-- start --
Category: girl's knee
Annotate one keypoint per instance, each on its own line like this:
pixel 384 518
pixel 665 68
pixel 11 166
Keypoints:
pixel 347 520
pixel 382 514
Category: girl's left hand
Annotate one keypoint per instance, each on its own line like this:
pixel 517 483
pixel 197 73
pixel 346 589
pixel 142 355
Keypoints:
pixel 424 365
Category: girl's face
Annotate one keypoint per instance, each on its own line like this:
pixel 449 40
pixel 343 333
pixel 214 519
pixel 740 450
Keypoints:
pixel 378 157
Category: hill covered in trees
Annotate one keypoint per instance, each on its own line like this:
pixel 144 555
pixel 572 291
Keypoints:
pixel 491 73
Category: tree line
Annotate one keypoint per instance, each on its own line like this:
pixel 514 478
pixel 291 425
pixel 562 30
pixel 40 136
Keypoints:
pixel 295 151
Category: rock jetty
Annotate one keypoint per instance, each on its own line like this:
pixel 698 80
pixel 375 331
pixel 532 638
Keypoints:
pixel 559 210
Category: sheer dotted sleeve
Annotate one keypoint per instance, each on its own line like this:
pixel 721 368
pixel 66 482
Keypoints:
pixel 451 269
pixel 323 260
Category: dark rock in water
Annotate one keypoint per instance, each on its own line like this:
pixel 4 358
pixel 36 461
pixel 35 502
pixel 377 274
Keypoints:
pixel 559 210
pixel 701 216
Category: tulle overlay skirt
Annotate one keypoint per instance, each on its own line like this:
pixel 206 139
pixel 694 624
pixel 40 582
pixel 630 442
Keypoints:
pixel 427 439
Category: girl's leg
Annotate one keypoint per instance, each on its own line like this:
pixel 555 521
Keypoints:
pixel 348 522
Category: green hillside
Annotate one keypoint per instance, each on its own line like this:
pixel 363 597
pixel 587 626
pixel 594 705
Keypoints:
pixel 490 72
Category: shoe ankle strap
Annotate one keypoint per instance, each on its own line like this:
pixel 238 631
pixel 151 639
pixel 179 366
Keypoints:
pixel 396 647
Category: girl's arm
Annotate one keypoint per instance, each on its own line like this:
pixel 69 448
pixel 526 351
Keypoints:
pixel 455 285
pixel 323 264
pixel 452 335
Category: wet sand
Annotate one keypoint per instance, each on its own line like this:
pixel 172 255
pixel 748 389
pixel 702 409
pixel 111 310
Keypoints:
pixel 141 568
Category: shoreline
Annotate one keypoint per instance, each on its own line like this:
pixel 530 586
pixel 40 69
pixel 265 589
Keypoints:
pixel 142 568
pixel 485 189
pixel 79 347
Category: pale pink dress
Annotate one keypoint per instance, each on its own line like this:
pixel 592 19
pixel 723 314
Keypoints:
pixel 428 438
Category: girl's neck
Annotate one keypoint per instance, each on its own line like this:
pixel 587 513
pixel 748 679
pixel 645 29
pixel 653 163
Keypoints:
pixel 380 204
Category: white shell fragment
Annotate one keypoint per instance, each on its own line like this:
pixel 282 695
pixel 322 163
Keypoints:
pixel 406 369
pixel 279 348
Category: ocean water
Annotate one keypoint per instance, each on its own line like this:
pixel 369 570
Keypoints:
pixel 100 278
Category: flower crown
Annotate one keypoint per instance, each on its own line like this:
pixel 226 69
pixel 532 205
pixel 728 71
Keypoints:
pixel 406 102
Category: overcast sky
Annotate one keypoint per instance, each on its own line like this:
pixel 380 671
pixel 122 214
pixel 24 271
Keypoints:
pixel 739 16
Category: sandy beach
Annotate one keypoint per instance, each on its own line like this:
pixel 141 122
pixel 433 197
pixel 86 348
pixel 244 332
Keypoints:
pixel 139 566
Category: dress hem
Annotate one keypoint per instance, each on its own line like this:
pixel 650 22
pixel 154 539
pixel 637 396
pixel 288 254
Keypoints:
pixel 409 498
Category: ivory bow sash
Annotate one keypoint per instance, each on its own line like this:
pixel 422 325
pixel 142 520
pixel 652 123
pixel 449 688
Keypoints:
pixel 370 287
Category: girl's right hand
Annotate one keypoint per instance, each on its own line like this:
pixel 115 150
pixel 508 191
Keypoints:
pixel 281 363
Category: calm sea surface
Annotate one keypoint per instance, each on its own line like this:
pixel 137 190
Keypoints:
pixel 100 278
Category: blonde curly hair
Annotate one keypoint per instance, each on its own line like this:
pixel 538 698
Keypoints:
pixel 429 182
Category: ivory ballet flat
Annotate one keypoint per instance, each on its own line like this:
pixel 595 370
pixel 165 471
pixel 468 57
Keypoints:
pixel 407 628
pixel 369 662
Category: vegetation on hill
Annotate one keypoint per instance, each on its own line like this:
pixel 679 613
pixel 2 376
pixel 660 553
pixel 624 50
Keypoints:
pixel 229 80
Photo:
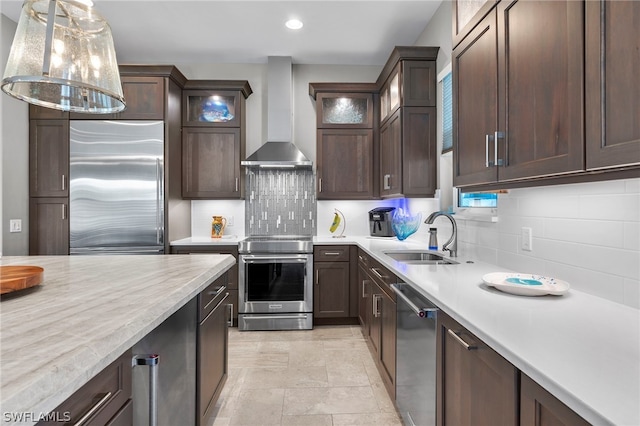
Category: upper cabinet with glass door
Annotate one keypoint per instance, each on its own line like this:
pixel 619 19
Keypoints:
pixel 344 110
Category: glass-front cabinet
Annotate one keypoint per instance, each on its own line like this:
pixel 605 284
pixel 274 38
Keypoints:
pixel 344 110
pixel 219 108
pixel 390 95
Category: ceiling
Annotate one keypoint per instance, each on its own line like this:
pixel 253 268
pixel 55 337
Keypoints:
pixel 360 32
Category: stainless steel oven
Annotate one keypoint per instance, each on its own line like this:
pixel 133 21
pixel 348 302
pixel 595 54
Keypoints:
pixel 275 280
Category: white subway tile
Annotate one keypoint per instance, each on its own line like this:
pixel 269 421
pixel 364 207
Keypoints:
pixel 588 280
pixel 611 207
pixel 632 293
pixel 632 237
pixel 595 232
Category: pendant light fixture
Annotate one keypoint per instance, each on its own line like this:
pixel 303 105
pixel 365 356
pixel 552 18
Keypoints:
pixel 63 57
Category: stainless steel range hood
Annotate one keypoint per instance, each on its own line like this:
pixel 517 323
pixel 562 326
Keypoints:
pixel 279 151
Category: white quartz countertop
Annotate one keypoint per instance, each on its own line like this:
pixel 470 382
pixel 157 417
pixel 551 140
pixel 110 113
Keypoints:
pixel 583 349
pixel 87 312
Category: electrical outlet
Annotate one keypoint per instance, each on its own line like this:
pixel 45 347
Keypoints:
pixel 15 225
pixel 527 243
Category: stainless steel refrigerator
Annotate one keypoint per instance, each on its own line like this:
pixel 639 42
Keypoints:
pixel 116 193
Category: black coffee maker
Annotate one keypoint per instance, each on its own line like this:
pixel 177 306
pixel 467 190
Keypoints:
pixel 380 222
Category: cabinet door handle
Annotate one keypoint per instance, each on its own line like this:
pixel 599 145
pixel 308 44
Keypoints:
pixel 487 138
pixel 93 409
pixel 496 136
pixel 461 341
pixel 376 305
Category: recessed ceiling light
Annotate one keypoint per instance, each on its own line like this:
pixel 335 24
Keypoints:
pixel 293 24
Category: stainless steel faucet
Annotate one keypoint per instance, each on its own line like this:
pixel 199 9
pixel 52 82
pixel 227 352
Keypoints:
pixel 452 243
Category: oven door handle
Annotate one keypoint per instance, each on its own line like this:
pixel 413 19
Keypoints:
pixel 272 259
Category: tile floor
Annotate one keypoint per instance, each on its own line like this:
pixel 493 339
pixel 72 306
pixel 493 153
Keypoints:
pixel 324 376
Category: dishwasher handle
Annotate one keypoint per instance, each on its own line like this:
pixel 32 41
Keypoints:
pixel 421 312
-- end --
THE EXERCISE: Print each of the records above exactly as written, leaving no picture in the copy.

CORRECT RESULT:
Category: girl's knee
Annotate one keypoint per instance, each on its own line like this:
pixel 384 518
pixel 665 68
pixel 11 166
Keypoints:
pixel 347 520
pixel 382 514
Category: girl's left hand
Annotate one keypoint per instance, each on its own line like this:
pixel 517 483
pixel 197 73
pixel 346 589
pixel 142 355
Keypoints:
pixel 424 365
Category: girl's face
Annotate one keypoint per instance, each on its own line like this:
pixel 449 40
pixel 343 333
pixel 214 519
pixel 740 450
Keypoints:
pixel 378 157
Category: hill covered in trees
Annotate one keypoint per instance, each on its own line like this:
pixel 144 555
pixel 572 291
Keypoints:
pixel 491 73
Category: tree line
Annotate one keypoint per instance, each on its own line like this:
pixel 514 478
pixel 291 425
pixel 562 30
pixel 40 136
Keypoints:
pixel 295 151
Category: rock jetty
Annotate one keypoint per instance, each on its own line like this:
pixel 698 80
pixel 375 331
pixel 532 638
Keypoints:
pixel 559 210
Category: sheer dotted sleeve
Annotate one keypoint per instance, each on its own line like this:
pixel 721 368
pixel 66 482
Keypoints:
pixel 451 269
pixel 323 260
Category: dark rock in water
Annotate one keypoint per instance, each on its own line like this:
pixel 4 358
pixel 36 461
pixel 35 502
pixel 377 274
Keypoints:
pixel 559 210
pixel 701 216
Category: tulle overlay skirt
Annotate one keypoint per instance, each on its own line like this:
pixel 206 139
pixel 694 624
pixel 40 582
pixel 630 442
Keypoints:
pixel 427 439
Category: girl's leg
Annotate one keypoint per instance, each on its own line like this:
pixel 555 521
Keypoints:
pixel 348 522
Category: green hillside
Annotate one keypoint per instance, each on its own line like this:
pixel 363 597
pixel 587 626
pixel 594 705
Keypoints:
pixel 490 72
Category: shoe ankle strap
Annotate one keypoint per instance, each on its own line like this:
pixel 238 631
pixel 151 639
pixel 179 366
Keypoints:
pixel 396 647
Category: girl's arm
Annotate one keypoint per instance, each on its own line like this:
pixel 69 448
pixel 526 351
Keypoints:
pixel 455 285
pixel 323 264
pixel 452 335
Category: wet sand
Annotate one keypoint per instance, each on its own line like this:
pixel 172 255
pixel 748 389
pixel 702 409
pixel 111 310
Keypoints:
pixel 141 568
Category: shoreline
Annotate one keypoint per instance, each on its own line like this:
pixel 530 586
pixel 40 69
pixel 265 589
Keypoints:
pixel 142 568
pixel 485 189
pixel 79 347
Category: pale pink dress
Annotate one keypoint per instance, each on its own line like this:
pixel 592 19
pixel 723 314
Keypoints:
pixel 428 438
Category: girl's neck
Annotate one keypoint per instance, each on its own line like this:
pixel 587 513
pixel 748 679
pixel 645 29
pixel 653 163
Keypoints:
pixel 380 204
Category: white shell fragment
Annotate one keypoint per instance, each on its own line like this:
pixel 282 695
pixel 322 163
Keypoints:
pixel 406 369
pixel 279 348
Category: ocean water
Annotate one keypoint per instance, each on its own line like this:
pixel 369 570
Keypoints:
pixel 100 278
Category: flower crown
Annotate one keypoint per instance, each on its own line like this:
pixel 226 69
pixel 532 205
pixel 728 71
Keypoints:
pixel 406 102
Category: overcast sky
Annotate one keypoint per instance, each on its own line like this:
pixel 380 671
pixel 122 214
pixel 24 271
Keypoints:
pixel 739 16
Category: sandy beach
Annotate one keypoint per instance, each on its own line like this:
pixel 141 122
pixel 433 197
pixel 86 348
pixel 244 332
Keypoints:
pixel 139 566
Category: dress hem
Annotate one keypoint per instance, each on its own line like this:
pixel 650 22
pixel 154 539
pixel 637 396
pixel 288 254
Keypoints:
pixel 409 498
Category: ivory bow sash
Annotate one keypoint per instance, each on its own line like this:
pixel 422 325
pixel 142 520
pixel 652 123
pixel 449 688
Keypoints:
pixel 370 287
Category: girl's right hand
Annotate one keypoint per instance, each on its own line like this:
pixel 115 150
pixel 508 191
Keypoints:
pixel 281 363
Category: calm sea surface
Annotate one keypoint per instance, each on its own line like this:
pixel 137 190
Keypoints:
pixel 100 278
Category: blonde curly hair
Annotate one keypoint per instance, each on its own line like this:
pixel 538 698
Keypoints:
pixel 429 182
Category: ivory ballet flat
Annotate one keypoint per instance, each on its own line like this:
pixel 595 370
pixel 165 471
pixel 468 57
Keypoints:
pixel 407 628
pixel 369 662
Category: vegetation on hill
Annotate one keypoint per instance, each on its own line like this:
pixel 679 613
pixel 2 376
pixel 660 553
pixel 624 50
Keypoints:
pixel 229 80
Photo:
Category: upper cabinet with glass door
Annotate one keypoint per instance, each on its own line like this:
pixel 619 19
Keypoints:
pixel 344 110
Category: glass-front cabinet
Annotate one keypoint per instance, each on its own line like this:
pixel 605 284
pixel 274 38
Keypoints:
pixel 344 110
pixel 219 108
pixel 390 95
Category: ceiling
Annotate one keypoint per instance, each on its own line like this:
pixel 253 268
pixel 55 337
Keypoints:
pixel 360 32
Category: stainless steel oven
Annotate one keypoint per instance, each on its own line like this:
pixel 133 21
pixel 348 302
pixel 595 54
Keypoints:
pixel 275 280
Category: white subway tile
Annotate one keypoint per instance, each on its own line like this:
pixel 269 421
pixel 364 207
Keypoints:
pixel 588 280
pixel 611 207
pixel 632 293
pixel 632 237
pixel 595 232
Category: pendant light fixture
Annotate one keypoint per instance, each on its own line like this:
pixel 303 105
pixel 365 356
pixel 552 18
Keypoints:
pixel 63 57
Category: stainless steel range hood
Annotate one keypoint per instance, each on its own line like this:
pixel 517 323
pixel 562 326
Keypoints:
pixel 279 151
Category: white quartz countertop
Annotate one keypoint per instance, each on its own line like this:
pixel 470 382
pixel 157 417
pixel 551 140
pixel 110 113
Keypoints:
pixel 583 349
pixel 87 312
Category: electrical outlet
Annotate one keypoint per instance, each on its own line like this:
pixel 45 347
Keypoints:
pixel 15 225
pixel 527 243
Category: stainless steel refrigerator
Annotate one keypoint per instance, each on its own line like this:
pixel 639 42
Keypoints:
pixel 116 193
Category: black coffee maker
Annotate one keypoint per instance, each on its own line like this:
pixel 177 306
pixel 467 190
Keypoints:
pixel 380 222
Category: cabinet door handle
Annotate one keypoint per instance, each on its own line like this:
pixel 599 145
pixel 308 44
Keypoints:
pixel 487 138
pixel 93 409
pixel 496 136
pixel 461 341
pixel 376 305
Category: recessed ceiling light
Annotate one keypoint per instance, each on its own line like this:
pixel 335 24
Keypoints:
pixel 293 24
Category: stainless steel faucet
Annotate one keypoint per instance, each on its own line like this:
pixel 199 9
pixel 52 82
pixel 227 352
Keypoints:
pixel 452 243
Category: oven door handle
Annotate one keypoint per instance, each on its own line like this:
pixel 413 19
Keypoints:
pixel 272 259
Category: tile floor
Annotate one keypoint per instance, each on its own line like this:
pixel 493 339
pixel 72 306
pixel 493 153
Keypoints:
pixel 324 376
Category: dishwasher handle
Annotate one keypoint per instance, each on its own line like this:
pixel 32 41
Keypoints:
pixel 421 312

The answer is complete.